[Referring expression grounding data]
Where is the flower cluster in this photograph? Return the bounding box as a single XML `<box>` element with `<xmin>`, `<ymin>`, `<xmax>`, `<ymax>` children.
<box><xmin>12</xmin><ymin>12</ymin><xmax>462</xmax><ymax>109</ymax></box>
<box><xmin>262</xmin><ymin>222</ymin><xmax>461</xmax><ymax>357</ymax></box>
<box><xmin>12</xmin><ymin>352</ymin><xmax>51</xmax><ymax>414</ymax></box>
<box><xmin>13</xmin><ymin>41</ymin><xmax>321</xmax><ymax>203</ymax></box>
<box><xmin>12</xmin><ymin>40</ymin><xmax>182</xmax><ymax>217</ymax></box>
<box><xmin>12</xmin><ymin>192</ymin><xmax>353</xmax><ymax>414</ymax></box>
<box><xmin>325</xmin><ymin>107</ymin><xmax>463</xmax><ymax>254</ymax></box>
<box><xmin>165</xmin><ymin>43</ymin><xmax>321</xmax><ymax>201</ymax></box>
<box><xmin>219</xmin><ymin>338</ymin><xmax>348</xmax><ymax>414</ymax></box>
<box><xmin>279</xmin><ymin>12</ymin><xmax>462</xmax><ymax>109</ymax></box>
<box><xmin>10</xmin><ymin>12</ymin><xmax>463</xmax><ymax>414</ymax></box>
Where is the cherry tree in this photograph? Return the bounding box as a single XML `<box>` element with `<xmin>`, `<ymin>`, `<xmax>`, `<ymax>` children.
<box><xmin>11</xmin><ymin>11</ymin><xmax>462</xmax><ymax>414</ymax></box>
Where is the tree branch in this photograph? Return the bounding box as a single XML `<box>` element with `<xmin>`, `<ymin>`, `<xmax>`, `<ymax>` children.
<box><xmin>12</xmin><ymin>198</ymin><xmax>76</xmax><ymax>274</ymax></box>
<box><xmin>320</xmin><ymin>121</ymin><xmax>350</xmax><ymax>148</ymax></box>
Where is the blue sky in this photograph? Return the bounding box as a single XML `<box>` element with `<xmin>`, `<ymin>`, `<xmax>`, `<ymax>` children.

§ Instructions to follow: Only one stretch of the data is wanted: the lines from the one with "Where is the tree" through the last, repeated exactly.

§ Reply to the exercise:
Where is the tree branch in this photograph? Return the bounding box as a single XML `<box>` element with `<xmin>`, `<ymin>`, `<xmax>`, `<ymax>` children.
<box><xmin>12</xmin><ymin>198</ymin><xmax>76</xmax><ymax>274</ymax></box>
<box><xmin>320</xmin><ymin>121</ymin><xmax>350</xmax><ymax>148</ymax></box>
Where is the blue sky in this photograph? Return the bounding box as a single XML `<box>` element with `<xmin>`, `<ymin>`, `<xmax>`, `<ymax>` children.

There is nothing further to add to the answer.